Written request: Repeat each record exactly. Any picture gets left out.

Records from a collection
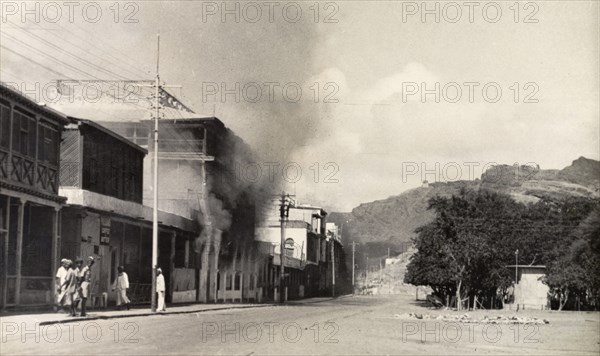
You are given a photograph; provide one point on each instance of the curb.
(118, 316)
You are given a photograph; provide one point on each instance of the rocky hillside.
(390, 223)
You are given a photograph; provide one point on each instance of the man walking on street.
(85, 278)
(77, 294)
(121, 285)
(160, 290)
(70, 287)
(61, 275)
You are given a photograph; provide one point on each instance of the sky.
(348, 101)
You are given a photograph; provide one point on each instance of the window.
(49, 146)
(93, 171)
(24, 134)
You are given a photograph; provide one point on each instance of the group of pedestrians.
(73, 284)
(73, 281)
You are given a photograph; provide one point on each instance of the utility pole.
(516, 266)
(157, 106)
(353, 264)
(155, 175)
(284, 209)
(332, 267)
(367, 273)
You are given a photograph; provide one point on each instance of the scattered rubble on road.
(465, 318)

Problem solution:
You are given a photograph; provide one point on each instance of the curb.
(118, 316)
You are given a photograph; provide one point on each instance of the rocky hillside.
(390, 223)
You are given a photograph; provide one point on each instance of the man walking on street.
(85, 278)
(77, 294)
(121, 285)
(160, 290)
(70, 287)
(61, 275)
You are given a photograph; provide one point on each instance of the sky.
(348, 101)
You are given a photograph; provide one point on each instance of the window.
(49, 146)
(93, 171)
(24, 134)
You are given a photograph; provide one point on each instance of the group of pedestrians.
(73, 284)
(73, 281)
You are given a photograph; provide one point on each instance of the utility pole.
(516, 266)
(157, 106)
(353, 264)
(155, 175)
(284, 209)
(332, 267)
(367, 273)
You are given a photograph; provide one point on each instance of the scattered rubble on road.
(465, 318)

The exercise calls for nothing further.